──────── TRECHO FORNECIDO ────────

Um balanço das relações civis-militares no primeiro ano do governo Lula
O interesse em democratizar as relações entre Estado, sociedade e Forças Armadas reside num esforço dos civis em reduzir a autonomia das Forças Armadas e, por isso, a problemática é como fazer os militares aceitarem essa redução de poder sem que se rebelem ou conspirem contra um governo que foi eleito de forma democrática
Por Anaís Medeiros Passos*
O interesse em democratizar as relações entre Estado, sociedade e Forças Armadas reside num esforço dos civis em reduzir a autonomia das Forças Armadas e, por isso, a problemática é como fazer os militares aceitarem essa redução de poder sem que se rebelem ou conspirem contra um governo que foi eleito de forma democrática. Espera-se, portanto, que em uma democracia consolidada os militares não se manifestem politicamente, inclusive em períodos de instabilidade. O processo para que esta situação ideal seja alcançada não é linear e implica, portanto, avanços e retrocessos, dependendo dos interesses dos atores que ocupam as instituições civis e militares. Afinal, para reduzir a autonomia dos militares, é crucial haver vontade por parte das elites políticas.
Conforme Cottey; Edmunds; e Forster (2002) assinalam, dois tipos de reformas acompanham a instalação de relações civis-militares democráticas. O primeiro tipo de reforma envolve reduzir as prerrogativas políticas dos militares, remover oficiais militares da ativa da arena e diminuir sua inclinação e capacidade de intervir através de incentivos e constrangimentos legais – e, eu agrego, simbólicos. Em outras palavras, fazer com que militares, “famintos” pelas vantagens corporativas que o poder lhes proporciona, se autocontrolem e não conspirem contra governos eleitos democraticamente.

──────── MATERIAL LISTADO ────────

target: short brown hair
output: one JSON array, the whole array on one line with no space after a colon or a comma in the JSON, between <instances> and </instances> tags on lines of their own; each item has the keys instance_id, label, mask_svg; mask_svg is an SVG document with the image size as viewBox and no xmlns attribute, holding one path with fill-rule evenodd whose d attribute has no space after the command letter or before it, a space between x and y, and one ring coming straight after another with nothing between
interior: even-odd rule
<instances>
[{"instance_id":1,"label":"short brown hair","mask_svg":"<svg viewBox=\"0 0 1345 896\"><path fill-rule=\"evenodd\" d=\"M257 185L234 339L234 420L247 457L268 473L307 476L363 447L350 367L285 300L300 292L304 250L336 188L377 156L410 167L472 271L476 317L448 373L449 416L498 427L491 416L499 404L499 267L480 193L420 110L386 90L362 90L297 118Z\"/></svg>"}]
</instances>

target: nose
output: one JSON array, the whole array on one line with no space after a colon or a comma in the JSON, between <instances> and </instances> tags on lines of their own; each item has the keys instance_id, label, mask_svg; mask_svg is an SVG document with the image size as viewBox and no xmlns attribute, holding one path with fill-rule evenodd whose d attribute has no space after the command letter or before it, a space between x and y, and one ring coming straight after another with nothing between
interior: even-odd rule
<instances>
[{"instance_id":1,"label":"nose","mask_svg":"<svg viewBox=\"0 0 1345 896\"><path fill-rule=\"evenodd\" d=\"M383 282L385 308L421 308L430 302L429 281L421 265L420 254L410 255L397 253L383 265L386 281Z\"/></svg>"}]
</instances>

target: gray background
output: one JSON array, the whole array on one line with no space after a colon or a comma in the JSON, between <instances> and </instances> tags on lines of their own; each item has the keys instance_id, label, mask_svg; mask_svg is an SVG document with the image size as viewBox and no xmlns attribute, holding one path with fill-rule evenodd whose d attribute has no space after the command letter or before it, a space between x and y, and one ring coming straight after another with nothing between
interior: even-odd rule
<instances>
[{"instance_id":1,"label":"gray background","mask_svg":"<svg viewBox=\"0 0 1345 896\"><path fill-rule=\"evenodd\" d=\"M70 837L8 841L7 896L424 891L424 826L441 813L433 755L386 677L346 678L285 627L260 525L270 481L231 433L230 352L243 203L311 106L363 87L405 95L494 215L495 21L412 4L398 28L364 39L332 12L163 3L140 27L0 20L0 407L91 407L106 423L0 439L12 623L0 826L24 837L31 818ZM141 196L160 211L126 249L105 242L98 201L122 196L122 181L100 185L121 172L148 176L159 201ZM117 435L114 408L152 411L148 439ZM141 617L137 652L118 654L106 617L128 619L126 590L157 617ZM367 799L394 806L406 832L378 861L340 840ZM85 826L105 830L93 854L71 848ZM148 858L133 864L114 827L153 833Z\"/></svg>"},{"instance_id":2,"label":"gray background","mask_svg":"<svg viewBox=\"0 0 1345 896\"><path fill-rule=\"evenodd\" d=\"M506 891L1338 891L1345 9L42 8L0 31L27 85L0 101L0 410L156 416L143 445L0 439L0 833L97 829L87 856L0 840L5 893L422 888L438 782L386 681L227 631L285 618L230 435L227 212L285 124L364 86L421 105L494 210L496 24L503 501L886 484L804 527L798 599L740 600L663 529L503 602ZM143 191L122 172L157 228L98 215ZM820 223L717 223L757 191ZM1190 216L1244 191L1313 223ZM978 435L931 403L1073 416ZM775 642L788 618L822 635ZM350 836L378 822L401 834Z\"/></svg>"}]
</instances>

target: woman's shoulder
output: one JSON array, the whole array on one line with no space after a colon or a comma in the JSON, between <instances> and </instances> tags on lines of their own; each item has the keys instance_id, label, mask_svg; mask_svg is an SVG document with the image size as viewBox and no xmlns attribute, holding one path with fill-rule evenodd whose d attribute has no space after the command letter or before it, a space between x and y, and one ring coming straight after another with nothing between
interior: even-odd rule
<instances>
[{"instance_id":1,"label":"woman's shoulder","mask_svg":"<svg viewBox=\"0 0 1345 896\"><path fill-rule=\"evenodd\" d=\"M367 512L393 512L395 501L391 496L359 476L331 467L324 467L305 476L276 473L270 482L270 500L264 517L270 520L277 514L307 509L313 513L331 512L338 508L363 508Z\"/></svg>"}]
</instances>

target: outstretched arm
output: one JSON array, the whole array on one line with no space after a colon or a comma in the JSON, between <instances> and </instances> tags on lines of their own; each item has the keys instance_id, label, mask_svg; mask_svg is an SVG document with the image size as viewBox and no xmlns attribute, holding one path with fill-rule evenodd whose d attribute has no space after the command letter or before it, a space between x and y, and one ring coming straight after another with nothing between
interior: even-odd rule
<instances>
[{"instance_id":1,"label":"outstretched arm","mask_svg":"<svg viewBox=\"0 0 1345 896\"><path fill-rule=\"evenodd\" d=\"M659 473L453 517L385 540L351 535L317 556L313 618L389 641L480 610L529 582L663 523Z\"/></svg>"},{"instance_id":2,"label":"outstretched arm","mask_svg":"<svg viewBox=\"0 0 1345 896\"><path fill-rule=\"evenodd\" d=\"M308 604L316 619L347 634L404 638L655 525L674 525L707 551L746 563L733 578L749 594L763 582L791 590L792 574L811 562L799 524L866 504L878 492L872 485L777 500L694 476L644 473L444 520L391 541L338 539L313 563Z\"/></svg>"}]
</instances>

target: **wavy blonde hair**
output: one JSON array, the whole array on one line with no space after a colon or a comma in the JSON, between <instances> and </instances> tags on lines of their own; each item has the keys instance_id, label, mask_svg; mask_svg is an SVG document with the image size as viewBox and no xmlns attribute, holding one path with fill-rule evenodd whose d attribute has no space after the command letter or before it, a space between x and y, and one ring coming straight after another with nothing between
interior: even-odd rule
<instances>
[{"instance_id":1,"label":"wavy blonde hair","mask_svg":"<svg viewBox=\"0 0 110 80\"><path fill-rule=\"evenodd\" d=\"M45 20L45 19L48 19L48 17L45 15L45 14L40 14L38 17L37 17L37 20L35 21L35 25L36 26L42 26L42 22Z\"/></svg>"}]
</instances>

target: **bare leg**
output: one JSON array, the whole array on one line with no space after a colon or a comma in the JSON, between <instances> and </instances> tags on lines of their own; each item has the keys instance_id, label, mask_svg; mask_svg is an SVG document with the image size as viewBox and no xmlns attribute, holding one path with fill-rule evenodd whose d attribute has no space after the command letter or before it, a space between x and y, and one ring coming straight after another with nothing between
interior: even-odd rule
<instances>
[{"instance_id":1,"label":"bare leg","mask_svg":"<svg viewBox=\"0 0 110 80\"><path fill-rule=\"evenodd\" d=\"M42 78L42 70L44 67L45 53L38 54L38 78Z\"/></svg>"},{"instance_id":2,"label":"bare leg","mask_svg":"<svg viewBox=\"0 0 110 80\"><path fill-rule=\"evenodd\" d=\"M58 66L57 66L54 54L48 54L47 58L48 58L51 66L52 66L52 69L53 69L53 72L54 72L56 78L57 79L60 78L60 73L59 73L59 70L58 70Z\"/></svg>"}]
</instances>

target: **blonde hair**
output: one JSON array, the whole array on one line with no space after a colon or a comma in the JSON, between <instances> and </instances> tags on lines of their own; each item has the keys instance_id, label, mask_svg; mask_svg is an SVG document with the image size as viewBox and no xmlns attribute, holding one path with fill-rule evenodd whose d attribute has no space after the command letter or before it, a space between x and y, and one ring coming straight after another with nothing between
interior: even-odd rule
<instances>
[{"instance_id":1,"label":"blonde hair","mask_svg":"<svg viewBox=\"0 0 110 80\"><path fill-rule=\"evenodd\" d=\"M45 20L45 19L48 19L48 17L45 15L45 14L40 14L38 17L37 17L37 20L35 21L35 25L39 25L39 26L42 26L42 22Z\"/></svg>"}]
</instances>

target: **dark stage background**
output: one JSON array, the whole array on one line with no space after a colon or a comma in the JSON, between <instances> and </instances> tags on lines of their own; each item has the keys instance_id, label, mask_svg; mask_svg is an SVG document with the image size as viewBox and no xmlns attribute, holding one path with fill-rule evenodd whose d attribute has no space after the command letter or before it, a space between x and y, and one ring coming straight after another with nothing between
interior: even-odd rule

────────

__DESCRIÇÃO DO EXERCÍCIO__:
De acordo com o trecho fornecido, o que é crucial para reduzir a autonomia dos militares? O material não é necessário para realizar esta tarefa.

__RESPOSTA COMPLETA__:
É crucial haver vontade por parte das elites políticas.